• **YOUR OBJECTIVE**:
Give again, exactly as written, each line of the material below starting at the line that contains "Where can you spot the sailboat in" and ending at the line that contains "Where can you spot the grassy". Both ends count, and no other line does.

• **EXTRACTED RECORDS**:
=== Begin Enclosure ===

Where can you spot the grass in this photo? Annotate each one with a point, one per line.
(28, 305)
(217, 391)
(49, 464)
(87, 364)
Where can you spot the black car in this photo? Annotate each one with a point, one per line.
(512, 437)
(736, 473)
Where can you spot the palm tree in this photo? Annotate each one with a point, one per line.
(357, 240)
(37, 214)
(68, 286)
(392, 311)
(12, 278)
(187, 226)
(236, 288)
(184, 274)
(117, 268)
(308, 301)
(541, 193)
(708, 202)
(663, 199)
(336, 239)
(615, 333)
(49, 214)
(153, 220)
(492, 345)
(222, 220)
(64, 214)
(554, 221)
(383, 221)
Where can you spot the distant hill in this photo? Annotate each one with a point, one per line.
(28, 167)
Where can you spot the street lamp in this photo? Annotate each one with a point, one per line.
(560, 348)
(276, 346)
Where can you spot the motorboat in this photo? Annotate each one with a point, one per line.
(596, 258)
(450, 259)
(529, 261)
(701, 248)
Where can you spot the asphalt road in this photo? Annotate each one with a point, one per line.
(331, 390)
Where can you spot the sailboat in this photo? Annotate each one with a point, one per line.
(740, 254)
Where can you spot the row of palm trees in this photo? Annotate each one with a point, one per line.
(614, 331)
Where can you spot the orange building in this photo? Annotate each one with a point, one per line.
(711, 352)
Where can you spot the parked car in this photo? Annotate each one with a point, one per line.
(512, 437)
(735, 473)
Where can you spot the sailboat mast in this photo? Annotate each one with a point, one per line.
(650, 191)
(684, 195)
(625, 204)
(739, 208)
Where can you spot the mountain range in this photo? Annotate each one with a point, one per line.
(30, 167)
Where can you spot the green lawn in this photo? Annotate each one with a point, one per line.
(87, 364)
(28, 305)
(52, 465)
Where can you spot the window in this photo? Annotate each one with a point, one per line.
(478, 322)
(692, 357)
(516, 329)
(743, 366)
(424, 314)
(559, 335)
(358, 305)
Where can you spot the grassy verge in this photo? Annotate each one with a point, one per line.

=== End Enclosure ===
=== Begin Enclosure ===

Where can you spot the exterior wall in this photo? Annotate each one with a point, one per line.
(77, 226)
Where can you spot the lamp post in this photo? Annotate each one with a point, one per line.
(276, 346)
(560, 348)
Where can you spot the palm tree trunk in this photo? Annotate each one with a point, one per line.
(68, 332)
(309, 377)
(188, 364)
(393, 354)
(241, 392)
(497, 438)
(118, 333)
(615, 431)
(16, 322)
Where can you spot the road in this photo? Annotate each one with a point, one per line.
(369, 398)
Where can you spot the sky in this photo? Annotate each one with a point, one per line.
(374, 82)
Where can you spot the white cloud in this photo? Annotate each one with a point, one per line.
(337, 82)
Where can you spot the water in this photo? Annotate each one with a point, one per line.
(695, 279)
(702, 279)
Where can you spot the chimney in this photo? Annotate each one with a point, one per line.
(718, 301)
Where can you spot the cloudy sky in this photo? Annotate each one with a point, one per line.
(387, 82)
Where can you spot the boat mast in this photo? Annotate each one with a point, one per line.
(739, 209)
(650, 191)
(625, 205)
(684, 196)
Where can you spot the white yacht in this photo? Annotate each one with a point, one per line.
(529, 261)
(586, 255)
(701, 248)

=== End Enclosure ===
=== Begin Enclosure ===

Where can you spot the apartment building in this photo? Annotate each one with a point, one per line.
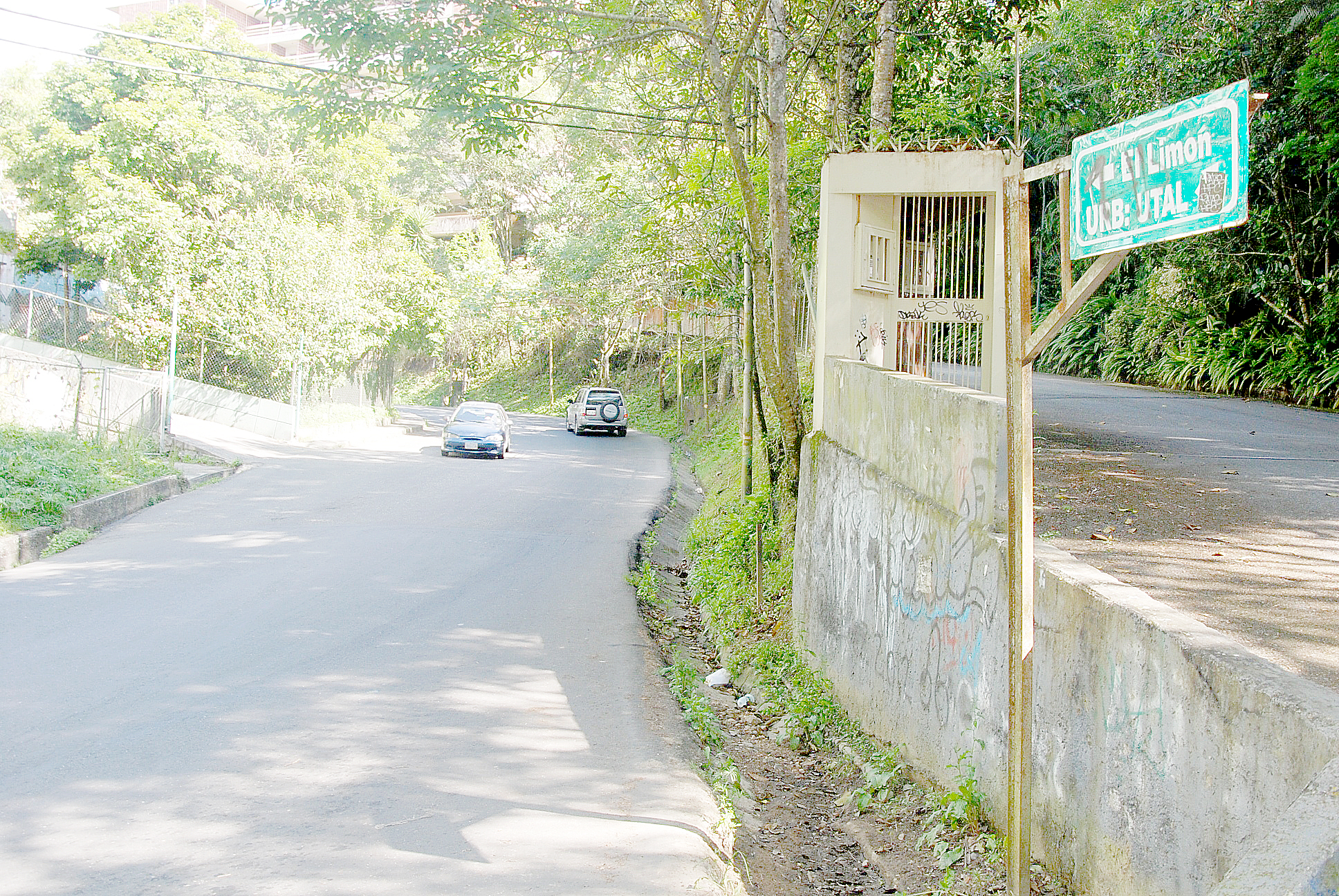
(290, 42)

=== End Enclosure ===

• **RESULT**:
Where can you spot the sailboat in this photo? Annotate each one with a point, one per line.
(740, 254)
Where can you spot the row of palm trees in this photo? Annotate each one with a point, one per line.
(614, 331)
Where can you spot the orange building in this photo? Annotate each one with a point, one per line.
(711, 352)
Where can you spot the parked car in this photo? Annotate each one with a point, one per line.
(512, 437)
(735, 473)
Where can you spot the sailboat mast in this photo? Annotate each one with a point, one per line.
(650, 191)
(684, 195)
(625, 204)
(739, 208)
Where can you spot the mountain range in this photo? Annotate each one with a point, one per line.
(30, 167)
Where can you spot the green lawn in this photo? Annotate each one with a point, one per line.
(87, 364)
(28, 305)
(52, 465)
Where can you spot the window in this photo? Annotate each one with a point, one per line.
(478, 322)
(692, 357)
(516, 329)
(743, 366)
(424, 314)
(559, 335)
(358, 305)
Where can you spot the grassy verge in this photo? Annotate each one with a point, one per line.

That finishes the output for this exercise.